Clemens Pfeiffer Power AssureCLEMENS PFEIFFER
Power Assure

About half of all service outages in data centers today are caused by power problems, and that percentage is expected to increase as the electric grid struggles to meet a growing demand on an aging infrastructure. Part of the reason for this shift is that hardware has become remarkably reliable, and the virtualization of servers, storage and network components, or the so called “Software-Defined Data Center,” has made applications immune to single points of failure. Power problems, by contrast, are only partially addressed by the uninterruptible power supply (UPS) and backup generator.

To enhance their business continuity and disaster recovery strategies, most organizations now operate multiple, geographically-dispersed data centers. While this investment is made primarily to protect against catastrophic events caused by major natural disasters, the arrangement can also afford greater immunity from power problems, whether caused by weather or disruptions on the grid.

What is Software-Defined Power?

Software-Defined Power is emerging as the solution to application-level reliability issues being caused by power problems. Software-Defined Power, like the broader Software-Defined Data Center (SDDC), is about creating a layer of abstraction that makes it easier to continuously match resources with changing needs. For SDDC, the resources are the servers, storage and networking equipment, and the need is application service levels. For Software-Defined Power, the resource is the electricity required to power (and cool) all of that equipment, but the need is exactly the same: application service levels.

With Software-Defined Power, overall reliability is improved by shifting the applications to the data center with the most dependable, available and cost-efficient power at any given time. Software-Defined Power is implemented using a software system capable of combining IT and facility/building management systems, and automating standard operating procedures, resulting in the holistic allocation of power within and across data centers, as required by the ongoing changes in application load.

It’s About the Applications

Once configured with the service level and other requirements for all applications, the Software-Defined Power solution continuously and automatically optimizes the resource allocations as it shifts loads between or among data centers. Adding power to the already existing software-defined computing, storage and network components of an application environment makes it possible to abstract applications fully from an individual data center and its power dependency. This is what enables the shifting and shedding of application capacity across multiple data centers by adjusting the IT equipment and critical facility infrastructure required at each, resulting in the maximum possible application-level reliability at the lowest operating cost.

ITEMS:
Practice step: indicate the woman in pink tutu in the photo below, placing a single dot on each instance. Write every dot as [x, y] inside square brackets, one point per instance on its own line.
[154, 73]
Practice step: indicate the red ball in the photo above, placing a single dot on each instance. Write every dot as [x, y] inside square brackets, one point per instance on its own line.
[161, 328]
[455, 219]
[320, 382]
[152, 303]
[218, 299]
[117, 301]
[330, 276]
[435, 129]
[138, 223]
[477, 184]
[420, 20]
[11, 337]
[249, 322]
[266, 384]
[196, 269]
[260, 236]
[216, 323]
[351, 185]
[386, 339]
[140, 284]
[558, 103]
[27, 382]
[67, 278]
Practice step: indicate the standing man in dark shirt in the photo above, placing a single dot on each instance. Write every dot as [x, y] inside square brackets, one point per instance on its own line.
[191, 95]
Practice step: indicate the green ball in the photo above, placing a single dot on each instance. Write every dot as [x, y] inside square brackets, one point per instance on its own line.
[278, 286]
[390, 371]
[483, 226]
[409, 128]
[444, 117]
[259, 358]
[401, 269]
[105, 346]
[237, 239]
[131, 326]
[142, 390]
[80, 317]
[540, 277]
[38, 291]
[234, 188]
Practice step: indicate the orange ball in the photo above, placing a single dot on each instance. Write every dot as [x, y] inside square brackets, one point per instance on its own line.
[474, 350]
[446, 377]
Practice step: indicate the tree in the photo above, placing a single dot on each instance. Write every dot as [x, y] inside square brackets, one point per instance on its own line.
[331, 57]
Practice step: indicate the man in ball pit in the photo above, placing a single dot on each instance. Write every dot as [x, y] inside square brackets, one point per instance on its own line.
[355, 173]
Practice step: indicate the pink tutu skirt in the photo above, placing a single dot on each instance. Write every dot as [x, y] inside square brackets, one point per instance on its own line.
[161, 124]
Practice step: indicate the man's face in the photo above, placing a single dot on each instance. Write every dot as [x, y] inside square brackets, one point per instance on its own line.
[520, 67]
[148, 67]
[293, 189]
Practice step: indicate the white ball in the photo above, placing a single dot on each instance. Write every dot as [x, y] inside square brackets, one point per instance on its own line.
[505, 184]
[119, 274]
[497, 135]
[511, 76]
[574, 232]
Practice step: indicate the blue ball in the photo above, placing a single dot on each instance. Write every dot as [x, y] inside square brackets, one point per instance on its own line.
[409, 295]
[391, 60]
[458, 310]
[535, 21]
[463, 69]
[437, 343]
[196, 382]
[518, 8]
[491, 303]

--

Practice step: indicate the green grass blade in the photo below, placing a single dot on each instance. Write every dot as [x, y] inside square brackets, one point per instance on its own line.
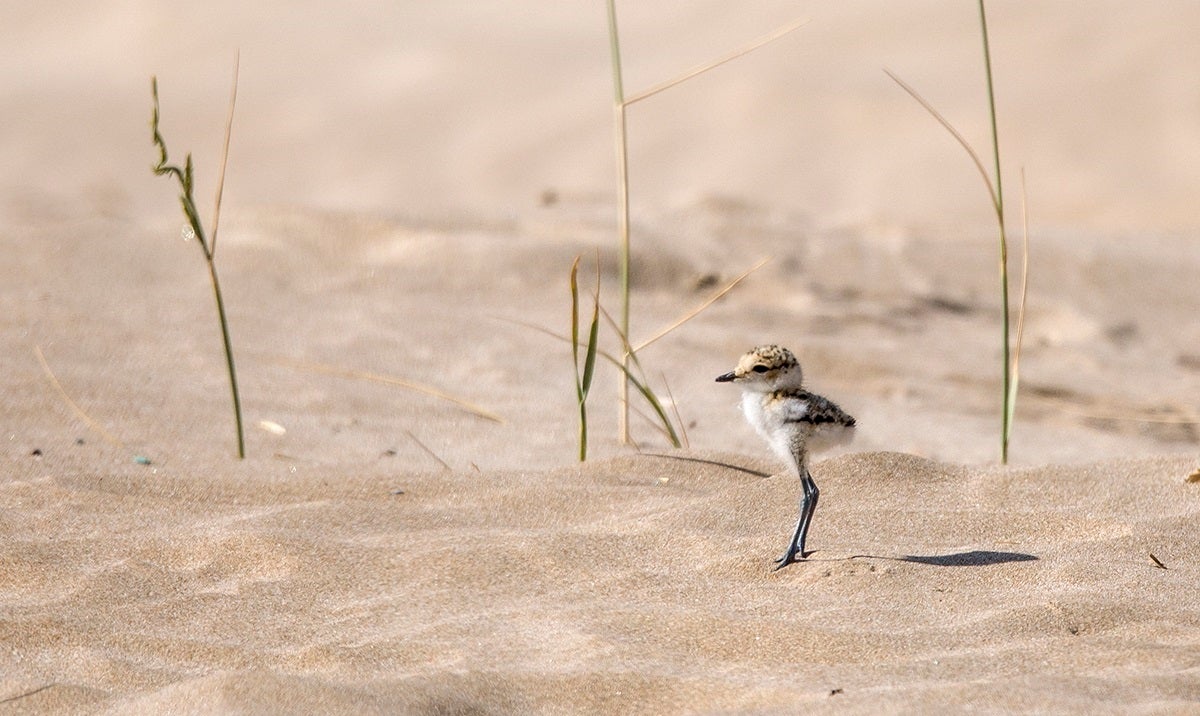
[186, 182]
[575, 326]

WRITTEN EXERCISE 1:
According to the excerpt on software-defined power, roughly what share of service outages in data centers today is caused by power problems?
WRITTEN EXERCISE 2:
Write the next part of the excerpt on software-defined power, picking up right after its last sentence.
The two blocks of items play no part in what you need to do here.

RESPONSE 1:
About half.

RESPONSE 2:
Not only does shifting loads between data centers help increase reliability by affording greater immunity from power problems that cause unplanned downtime, it also creates wider windows for the planned downtime required for routine maintenance and upgrades within in each data center. This makes it easier to operate applications 24×7 with no adverse impact on either availability or performance from power-related issues.

Follow-the-Moon Strategies

In addition to the increased reliability, Software-Defined Power also pays for itself by minimizing energy spend and enabling participation in lucrative demand response programs. Power is the most dependable and available at night, which is also when rates for electricity are normally the lowest. So shifting the load to “follow the moon” can afford considerable savings.

Shifting load to a distant data center also enables shedding that load locally. A best practice in Software-Defined Power, therefore, is to power down the servers until they are needed again. This same ability to de- and re-active servers can also be used to dynamically match capacity to load within a single data center on a regular schedule or in response to changing application demand.

Because utilities pay exorbitant rates for wholesale energy during periods of peak demand, they are willing to pay commercial and industrial customers handsomely to reduce usage during these peaks. Software-Defined Power enables data centers to participate in these demand response programs without adversely impacting on application service levels. Organizations can even go one step further: By knowing about potential grid issues, IT and facility managers can take preventive action to shift applications to another data center in advance of any power problems.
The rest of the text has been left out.